Phrase grounding data
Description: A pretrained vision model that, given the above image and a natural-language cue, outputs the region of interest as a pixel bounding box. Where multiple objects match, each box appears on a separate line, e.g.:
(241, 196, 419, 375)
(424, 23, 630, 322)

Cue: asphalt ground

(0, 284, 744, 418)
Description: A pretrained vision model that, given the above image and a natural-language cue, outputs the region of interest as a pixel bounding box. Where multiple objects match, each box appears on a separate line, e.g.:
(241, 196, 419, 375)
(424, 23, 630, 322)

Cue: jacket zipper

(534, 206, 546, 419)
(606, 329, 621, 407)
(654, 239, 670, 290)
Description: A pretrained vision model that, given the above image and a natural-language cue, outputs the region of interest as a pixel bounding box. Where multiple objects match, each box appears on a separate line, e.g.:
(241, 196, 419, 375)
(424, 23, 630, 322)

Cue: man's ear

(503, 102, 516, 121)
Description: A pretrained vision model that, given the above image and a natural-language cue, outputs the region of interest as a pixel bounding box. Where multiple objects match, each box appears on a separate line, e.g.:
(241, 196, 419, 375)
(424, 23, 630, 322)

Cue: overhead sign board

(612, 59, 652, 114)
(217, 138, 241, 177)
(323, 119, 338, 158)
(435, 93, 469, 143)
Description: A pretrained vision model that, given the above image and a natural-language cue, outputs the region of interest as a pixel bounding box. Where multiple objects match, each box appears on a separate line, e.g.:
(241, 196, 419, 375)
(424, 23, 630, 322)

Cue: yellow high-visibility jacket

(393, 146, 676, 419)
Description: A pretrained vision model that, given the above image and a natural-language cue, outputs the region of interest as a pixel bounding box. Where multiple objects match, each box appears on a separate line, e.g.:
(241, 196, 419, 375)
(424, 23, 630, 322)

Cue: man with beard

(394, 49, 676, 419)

YOUR GOAL:
The answer must be the data above, repeated exactly as it stands.

RESULT OF THIS TASK:
Description: A pretrained vision model that, given the above image and a natural-language cue, outputs the region of interest as a pixel bounding box. Where multiple objects match, each box appears on a separate line, e.g.:
(241, 196, 419, 375)
(424, 23, 630, 322)

Cue: asphalt ground

(0, 284, 744, 418)
Description: A pretrained vision model that, given the above image and a natural-language cue, outputs the region of interest as a pixel bounding box. Where multiple objects match, each box appears on a separate line, e.g.:
(241, 196, 419, 375)
(424, 23, 630, 322)

Cue: jacket zipper

(534, 206, 546, 419)
(606, 329, 621, 407)
(654, 239, 670, 290)
Description: A pretrained vision model that, given the above image and a natural-language cue, outputs the region of interest as a pixel bounding box. Where multiple objects match, each box appears on a separate line, e.g.:
(241, 196, 419, 375)
(424, 23, 630, 322)

Cue: man's ear

(503, 102, 516, 121)
Description: A pretrained vision model that, given the above image and a natural-language cue, outputs the region of interest as a pixel bounding box. Where multiple objects match, each box appears on a separate line, e.g.:
(241, 196, 419, 375)
(424, 23, 630, 322)

Cue: overhead sign board

(612, 59, 652, 114)
(217, 138, 241, 177)
(323, 119, 338, 158)
(435, 93, 469, 143)
Description: A pretrained vision model that, given the above image and a natural-language cue, outputs the region of interest as a pixel bounding box. Where multiple objects match, each box appears on a separate line, e.g.:
(241, 196, 419, 375)
(424, 23, 630, 322)

Cue: yellow high-visibility jacket

(393, 146, 676, 419)
Description: A pretrained vision model that, given the above image and a natural-language cue, outputs the region of interest as a pixel bounding box. Where multiple objects match, each box appears on a separate line, e.g.:
(241, 196, 419, 375)
(424, 23, 630, 322)

Cue: man with beard

(394, 49, 676, 419)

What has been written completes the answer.